> **Exercise materials**:
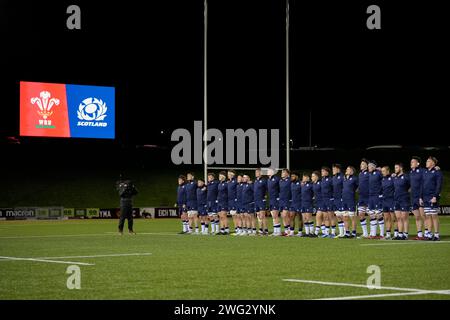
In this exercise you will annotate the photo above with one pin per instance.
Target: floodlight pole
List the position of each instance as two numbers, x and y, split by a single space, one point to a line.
205 92
288 140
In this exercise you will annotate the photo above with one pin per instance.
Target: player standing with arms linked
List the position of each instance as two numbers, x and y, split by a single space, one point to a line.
202 205
191 202
285 199
363 191
307 204
259 192
432 185
349 187
375 195
296 206
338 180
387 201
211 199
402 202
181 203
222 203
273 186
416 178
327 200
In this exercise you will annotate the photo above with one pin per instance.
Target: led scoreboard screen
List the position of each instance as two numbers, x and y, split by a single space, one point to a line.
67 110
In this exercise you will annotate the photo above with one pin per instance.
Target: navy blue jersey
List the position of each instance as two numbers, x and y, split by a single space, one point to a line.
338 180
375 183
416 180
363 181
349 186
222 194
191 191
247 193
296 193
285 189
387 185
239 188
232 184
327 187
212 191
181 195
307 193
273 186
401 187
201 197
432 184
260 189
317 189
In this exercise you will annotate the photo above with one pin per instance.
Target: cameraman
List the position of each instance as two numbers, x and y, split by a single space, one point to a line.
126 191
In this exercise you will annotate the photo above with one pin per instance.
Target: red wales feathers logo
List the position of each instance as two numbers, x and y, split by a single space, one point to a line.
45 104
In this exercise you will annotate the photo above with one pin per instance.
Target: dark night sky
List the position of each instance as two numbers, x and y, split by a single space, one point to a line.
364 87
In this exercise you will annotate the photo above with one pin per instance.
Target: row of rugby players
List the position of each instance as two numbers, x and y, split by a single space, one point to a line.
387 198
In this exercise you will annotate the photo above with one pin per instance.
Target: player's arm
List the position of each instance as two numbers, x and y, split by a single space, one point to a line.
439 180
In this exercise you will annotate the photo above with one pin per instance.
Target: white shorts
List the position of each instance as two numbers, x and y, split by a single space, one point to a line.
192 213
339 213
372 212
430 211
349 213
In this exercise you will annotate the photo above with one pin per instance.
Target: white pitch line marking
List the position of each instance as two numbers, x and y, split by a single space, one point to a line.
99 256
87 235
54 236
377 295
343 284
44 260
402 242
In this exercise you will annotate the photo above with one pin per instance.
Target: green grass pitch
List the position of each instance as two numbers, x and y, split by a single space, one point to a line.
209 267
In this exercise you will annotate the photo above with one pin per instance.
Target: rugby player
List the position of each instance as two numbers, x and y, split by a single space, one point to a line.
259 193
387 201
327 198
349 186
191 202
318 203
273 188
181 203
338 179
222 203
211 199
202 206
401 202
416 179
432 184
307 205
375 195
296 205
363 190
285 199
238 217
248 204
232 197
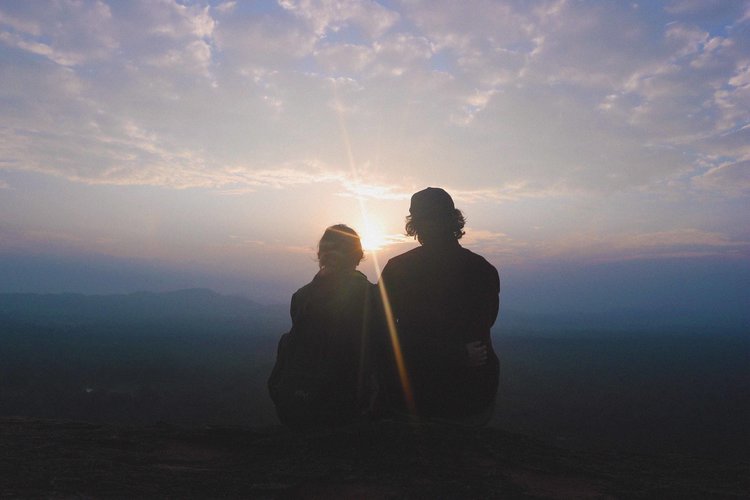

> **Work item**: Only the text of the records belongs in the answer; reproduce it verbatim, with no pictures.

> **Answer below**:
In this exercise you will annotate the photo above with one pin per instance.
Target: floodlight pole
List the position of each instance as two numbers, x and y, split by a single space, one point to a line.
205 92
288 140
In this exercise you will annotate the photo above with one pin per instance.
Target: player standing with arms linked
List the position of each instance as two numbers, x and y, split by a single space, one point to a line.
202 205
191 202
285 199
363 191
307 204
259 192
432 185
349 187
375 195
296 206
338 180
387 201
211 199
402 202
181 203
222 203
273 186
416 178
327 200
In this exercise you will annotate the photo above with one pin per instance.
Target: led scoreboard screen
List the position of each instance as two numbers, x and y, split by a single space, one point to a line.
67 110
In this exercise you will annotate the photo above with one pin per instance.
Target: navy blue jersey
List the position of each instance as two numbers, x and y, split by a single space, one point to a line.
338 180
375 183
416 180
363 181
349 186
222 194
191 191
247 193
296 193
285 189
387 185
239 188
232 184
327 187
212 191
181 195
307 193
273 186
401 187
201 197
432 184
260 189
317 189
In this exercise you will annotate the photo above with one pin per instance.
Target: cameraman
List the position of each instance as two numbers, x and y, split by a single space, one point to a line.
126 191
In this exercise you will annotate the photo above with one pin per instance.
Target: red wales feathers logo
List the position of each instance as two numbers, x and y, split by a single space, one point to a line.
45 104
In this exercise you will annotate the photo above with one pin per instance.
Target: dark night sky
List the position of each instance as two numbers, x and y, split by a single space, one point to a line.
364 87
In this exercise you will annotate the photo above with one pin per instance.
Target: row of rugby players
List the position of each instance as two numbers, x and y, split by a single space, one point to a line.
387 198
In this exercise you will annotate the photo above with one pin per instance.
Target: player's arm
List the position of each instance as two numbers, x and y, split by a single space, one point to a line.
439 180
In this exercise you will annotate the photo above with one pin per instance.
Target: white shorts
List the position of each instance as two numbers, x and y, split by a single space, one point to a line.
192 213
339 213
372 212
430 211
349 213
In this exercise you will annotate the photo above with one pin per instance.
Target: white pitch line marking
List the position of each instance as two numbers, x and y, split by a single space, one point to a line.
99 256
87 235
54 236
377 295
343 284
44 260
402 242
In this exercise you will annotate the photo above with one pin per instance.
Target: green grass pitch
List the position of each instance as two numbers, x and y, split by a single space, one point to a line.
209 267
In this exercise you will annotate the photo above with one pin per instance.
Target: rugby player
List the position of each instance as two numbers, x and y, split by a single space, one point to a line.
259 193
387 201
327 198
349 186
191 202
318 203
273 188
181 203
338 179
222 203
211 199
202 206
401 202
416 179
432 184
307 205
375 195
296 205
363 190
285 199
238 217
248 204
232 197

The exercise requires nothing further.